(Referring expression data)
#####
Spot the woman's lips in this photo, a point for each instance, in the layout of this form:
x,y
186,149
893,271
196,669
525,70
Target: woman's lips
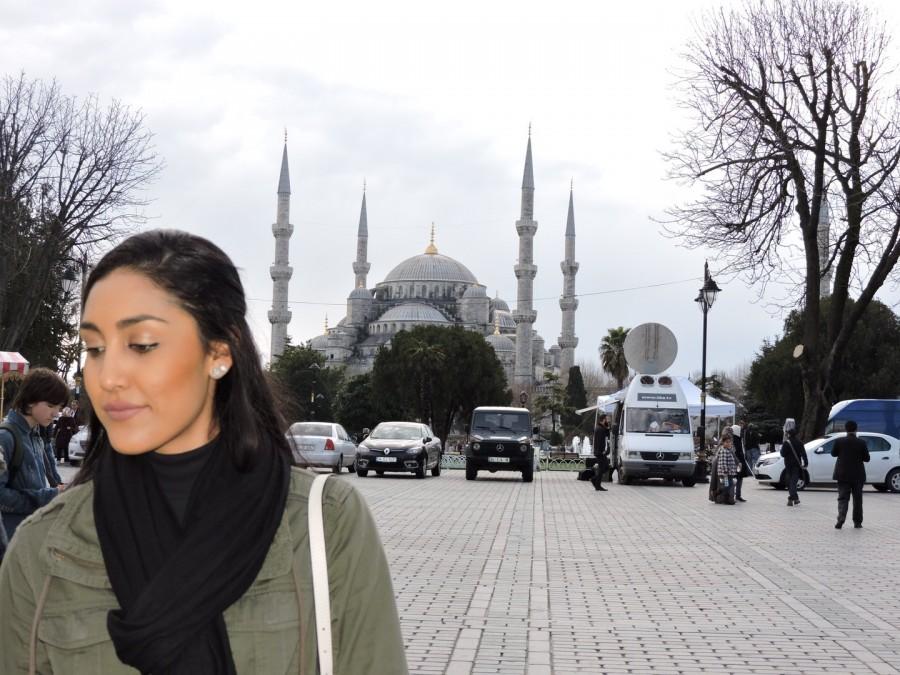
x,y
122,413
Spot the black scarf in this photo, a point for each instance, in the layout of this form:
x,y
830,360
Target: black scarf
x,y
174,582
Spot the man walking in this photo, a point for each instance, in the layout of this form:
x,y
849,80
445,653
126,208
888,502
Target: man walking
x,y
601,451
850,473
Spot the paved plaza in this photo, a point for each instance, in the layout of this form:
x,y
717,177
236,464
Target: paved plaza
x,y
499,576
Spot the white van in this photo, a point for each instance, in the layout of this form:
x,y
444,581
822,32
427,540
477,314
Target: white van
x,y
652,435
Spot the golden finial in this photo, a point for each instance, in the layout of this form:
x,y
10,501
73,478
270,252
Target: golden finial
x,y
432,249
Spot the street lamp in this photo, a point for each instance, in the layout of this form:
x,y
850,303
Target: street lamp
x,y
705,299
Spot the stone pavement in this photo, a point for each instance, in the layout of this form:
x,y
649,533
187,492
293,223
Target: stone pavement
x,y
499,576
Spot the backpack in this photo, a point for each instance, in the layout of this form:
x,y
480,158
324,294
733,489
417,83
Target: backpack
x,y
18,452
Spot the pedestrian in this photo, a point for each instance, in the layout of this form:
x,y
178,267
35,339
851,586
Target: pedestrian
x,y
740,457
66,427
600,446
751,446
29,480
795,461
850,473
185,544
726,470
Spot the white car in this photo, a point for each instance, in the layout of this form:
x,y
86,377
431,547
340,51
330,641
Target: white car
x,y
882,469
78,446
322,444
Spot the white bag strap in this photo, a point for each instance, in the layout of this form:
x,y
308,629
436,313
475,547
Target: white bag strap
x,y
320,575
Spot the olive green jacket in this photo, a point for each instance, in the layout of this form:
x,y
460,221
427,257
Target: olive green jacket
x,y
55,594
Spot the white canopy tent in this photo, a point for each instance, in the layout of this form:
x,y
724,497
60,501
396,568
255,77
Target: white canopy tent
x,y
714,407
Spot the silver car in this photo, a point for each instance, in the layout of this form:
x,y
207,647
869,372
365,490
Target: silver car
x,y
322,444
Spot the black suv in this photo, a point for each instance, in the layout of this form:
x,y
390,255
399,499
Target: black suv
x,y
500,439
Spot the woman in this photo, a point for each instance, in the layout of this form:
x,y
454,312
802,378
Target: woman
x,y
183,547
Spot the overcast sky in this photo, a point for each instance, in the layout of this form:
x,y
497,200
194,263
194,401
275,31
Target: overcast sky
x,y
429,103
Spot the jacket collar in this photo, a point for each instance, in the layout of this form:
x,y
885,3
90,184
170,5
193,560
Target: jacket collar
x,y
72,548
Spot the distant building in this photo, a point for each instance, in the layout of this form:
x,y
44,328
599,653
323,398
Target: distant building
x,y
432,289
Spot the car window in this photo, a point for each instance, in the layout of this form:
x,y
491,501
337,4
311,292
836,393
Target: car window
x,y
825,448
310,429
876,444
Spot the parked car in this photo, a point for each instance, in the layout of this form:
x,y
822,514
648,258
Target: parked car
x,y
78,446
882,469
399,446
322,444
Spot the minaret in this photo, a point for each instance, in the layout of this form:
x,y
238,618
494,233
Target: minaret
x,y
281,271
526,270
824,239
568,303
362,266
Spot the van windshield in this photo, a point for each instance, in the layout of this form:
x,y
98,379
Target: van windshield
x,y
657,420
508,423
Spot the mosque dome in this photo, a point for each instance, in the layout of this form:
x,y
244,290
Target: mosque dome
x,y
413,311
475,291
431,267
500,343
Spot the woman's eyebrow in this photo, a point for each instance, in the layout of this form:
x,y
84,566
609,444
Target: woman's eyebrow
x,y
124,323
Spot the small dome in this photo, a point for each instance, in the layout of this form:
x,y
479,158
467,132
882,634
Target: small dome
x,y
360,294
431,267
413,311
505,320
500,343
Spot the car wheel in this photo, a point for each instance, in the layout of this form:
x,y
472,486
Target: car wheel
x,y
893,480
436,471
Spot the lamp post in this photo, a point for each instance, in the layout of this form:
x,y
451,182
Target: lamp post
x,y
705,299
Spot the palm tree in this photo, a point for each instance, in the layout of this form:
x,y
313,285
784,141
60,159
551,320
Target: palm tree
x,y
612,354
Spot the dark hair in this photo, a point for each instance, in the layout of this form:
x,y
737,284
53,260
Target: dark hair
x,y
204,281
40,385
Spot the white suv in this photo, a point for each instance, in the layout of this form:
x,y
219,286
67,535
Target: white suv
x,y
882,469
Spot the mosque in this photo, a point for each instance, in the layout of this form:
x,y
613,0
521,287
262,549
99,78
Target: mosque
x,y
432,289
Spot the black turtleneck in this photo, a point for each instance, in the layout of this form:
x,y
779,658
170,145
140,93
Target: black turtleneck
x,y
176,475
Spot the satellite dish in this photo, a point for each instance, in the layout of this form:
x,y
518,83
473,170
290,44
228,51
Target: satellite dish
x,y
650,348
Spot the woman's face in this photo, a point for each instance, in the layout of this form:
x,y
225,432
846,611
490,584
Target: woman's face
x,y
147,371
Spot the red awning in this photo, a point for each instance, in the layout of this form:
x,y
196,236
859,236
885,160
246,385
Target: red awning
x,y
13,362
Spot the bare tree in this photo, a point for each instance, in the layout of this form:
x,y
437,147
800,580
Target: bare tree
x,y
71,171
793,106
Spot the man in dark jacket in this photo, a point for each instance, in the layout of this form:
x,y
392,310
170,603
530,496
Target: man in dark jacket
x,y
601,451
794,462
850,473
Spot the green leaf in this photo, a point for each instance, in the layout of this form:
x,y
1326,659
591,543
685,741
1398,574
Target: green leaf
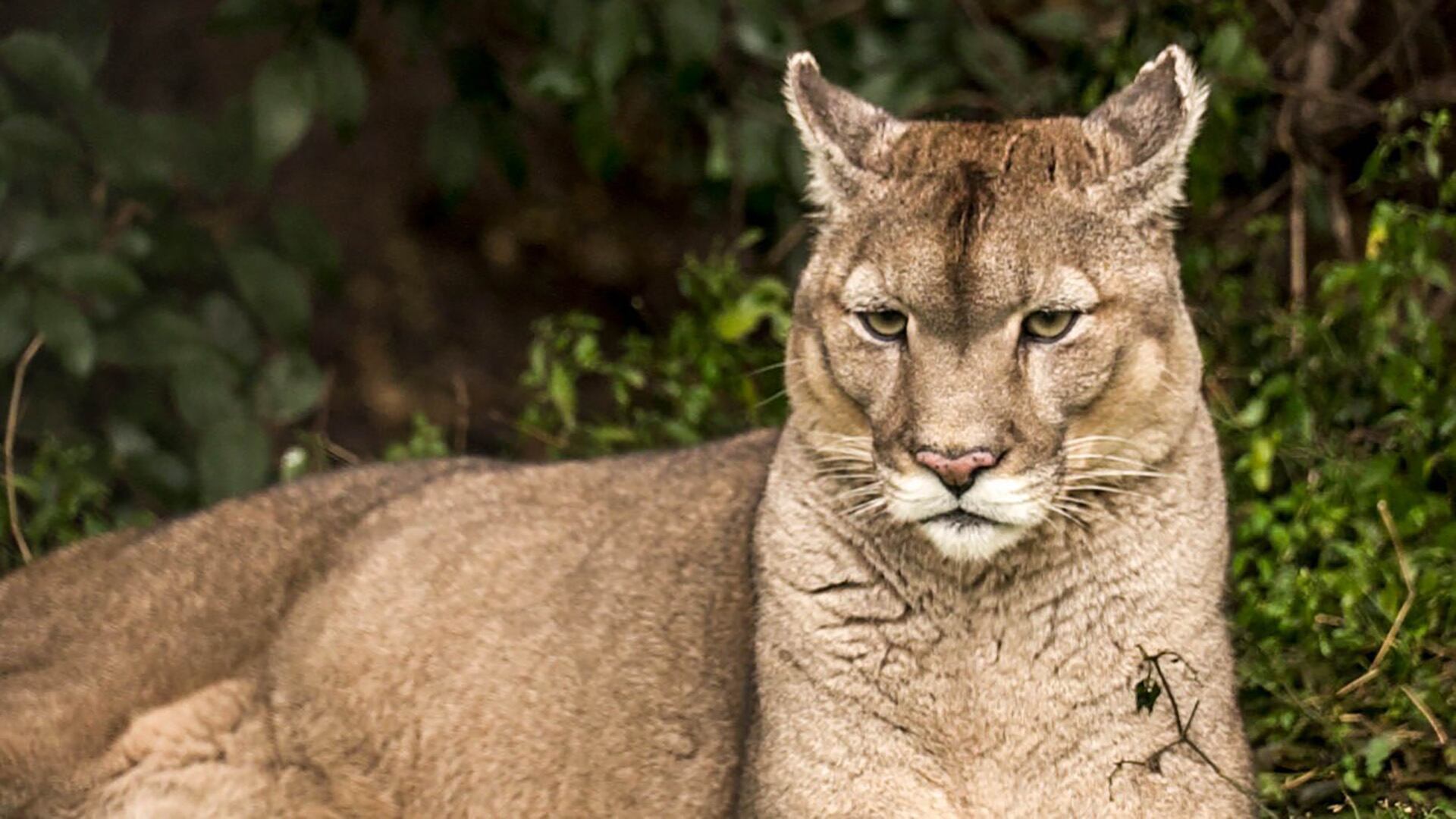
x,y
228,327
156,337
563,392
283,96
305,240
1056,24
36,140
206,390
453,149
273,289
557,79
692,30
287,388
67,333
44,63
91,273
15,322
343,85
245,15
619,24
232,458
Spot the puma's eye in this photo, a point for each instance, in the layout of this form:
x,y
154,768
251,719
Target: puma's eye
x,y
1049,325
886,325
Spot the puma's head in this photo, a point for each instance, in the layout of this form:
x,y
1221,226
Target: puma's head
x,y
990,333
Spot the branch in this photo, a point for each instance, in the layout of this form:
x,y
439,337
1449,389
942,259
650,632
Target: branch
x,y
1400,617
12,420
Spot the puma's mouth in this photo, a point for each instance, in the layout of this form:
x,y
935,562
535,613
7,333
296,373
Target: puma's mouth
x,y
962,519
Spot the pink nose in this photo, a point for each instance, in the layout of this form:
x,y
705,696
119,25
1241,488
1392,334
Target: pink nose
x,y
956,471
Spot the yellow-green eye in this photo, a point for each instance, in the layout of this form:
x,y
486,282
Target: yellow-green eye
x,y
886,325
1049,325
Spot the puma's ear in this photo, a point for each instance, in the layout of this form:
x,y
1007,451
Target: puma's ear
x,y
1144,134
848,140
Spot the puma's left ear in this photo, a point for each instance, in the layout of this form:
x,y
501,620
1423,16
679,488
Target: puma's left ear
x,y
848,140
1144,134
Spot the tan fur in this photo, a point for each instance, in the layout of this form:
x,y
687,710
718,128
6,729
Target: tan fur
x,y
908,672
702,632
430,640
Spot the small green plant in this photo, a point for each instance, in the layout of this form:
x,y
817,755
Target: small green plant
x,y
714,371
175,327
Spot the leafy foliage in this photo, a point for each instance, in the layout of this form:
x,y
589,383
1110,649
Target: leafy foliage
x,y
702,378
120,246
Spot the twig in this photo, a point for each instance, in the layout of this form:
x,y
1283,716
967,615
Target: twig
x,y
1155,761
12,420
1298,261
1294,781
1430,717
462,420
1400,617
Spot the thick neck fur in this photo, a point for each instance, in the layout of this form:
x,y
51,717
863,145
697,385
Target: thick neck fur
x,y
896,682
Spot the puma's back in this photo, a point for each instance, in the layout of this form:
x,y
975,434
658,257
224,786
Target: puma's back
x,y
440,639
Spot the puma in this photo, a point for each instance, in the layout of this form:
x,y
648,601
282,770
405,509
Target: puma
x,y
928,595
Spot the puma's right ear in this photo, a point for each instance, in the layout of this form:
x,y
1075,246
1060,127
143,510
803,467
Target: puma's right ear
x,y
1144,134
848,140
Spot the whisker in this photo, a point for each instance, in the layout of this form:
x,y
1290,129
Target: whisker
x,y
1068,515
1101,488
1120,474
1097,457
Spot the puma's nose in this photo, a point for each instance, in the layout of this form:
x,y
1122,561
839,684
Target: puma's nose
x,y
957,471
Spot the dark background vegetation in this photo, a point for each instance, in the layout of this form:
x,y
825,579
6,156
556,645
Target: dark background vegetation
x,y
249,240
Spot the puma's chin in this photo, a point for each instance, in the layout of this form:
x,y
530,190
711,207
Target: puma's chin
x,y
965,537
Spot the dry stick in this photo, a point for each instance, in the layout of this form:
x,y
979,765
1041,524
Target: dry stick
x,y
462,420
1153,761
12,420
1298,256
1294,781
1430,717
1400,615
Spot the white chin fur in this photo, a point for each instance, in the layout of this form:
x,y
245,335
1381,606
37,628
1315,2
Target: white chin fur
x,y
1008,500
976,541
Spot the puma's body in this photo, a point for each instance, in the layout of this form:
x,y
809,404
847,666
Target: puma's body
x,y
996,488
892,676
428,640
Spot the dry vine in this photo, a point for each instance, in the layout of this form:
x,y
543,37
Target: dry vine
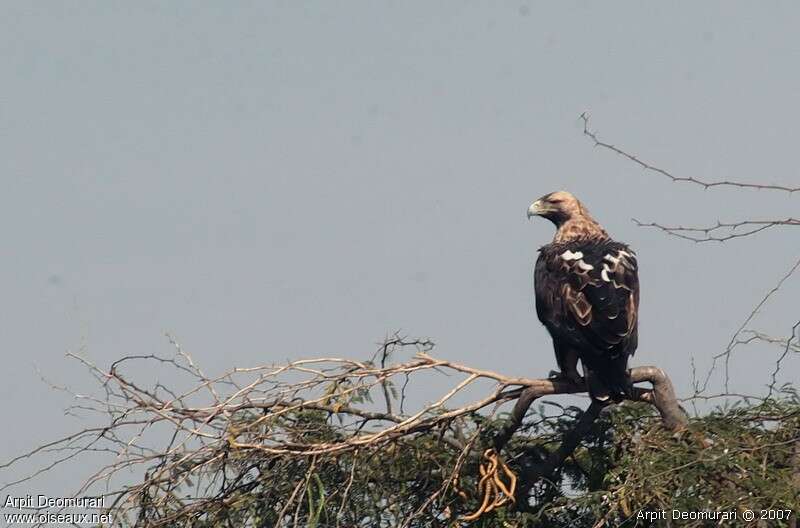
x,y
256,416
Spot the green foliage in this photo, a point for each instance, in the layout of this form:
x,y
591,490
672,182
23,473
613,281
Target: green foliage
x,y
737,457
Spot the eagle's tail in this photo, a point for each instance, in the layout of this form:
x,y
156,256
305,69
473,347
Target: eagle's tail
x,y
610,380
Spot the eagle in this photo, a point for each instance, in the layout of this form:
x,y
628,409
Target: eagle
x,y
587,296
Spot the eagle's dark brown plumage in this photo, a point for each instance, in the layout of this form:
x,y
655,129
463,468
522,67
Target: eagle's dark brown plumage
x,y
587,295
#####
What needs to be done:
Only one stretch of the data above is needed. Restate it word for word, from the line containing "Spot the whisker" through the line containing "Spot the dark background", both ends included.

Output below:
Spot the whisker in this photo, a point for each instance, in the layout of this form:
x,y
1290,129
Target: whisker
x,y
1068,515
1101,488
1120,474
1097,457
Spot the puma's nose in this photo, a point for each instance, in the layout of this form:
x,y
1122,561
839,684
Target: puma's nose
x,y
957,471
Spot the dark background vegetation in this photo, a point for each instance, in the layout of this form:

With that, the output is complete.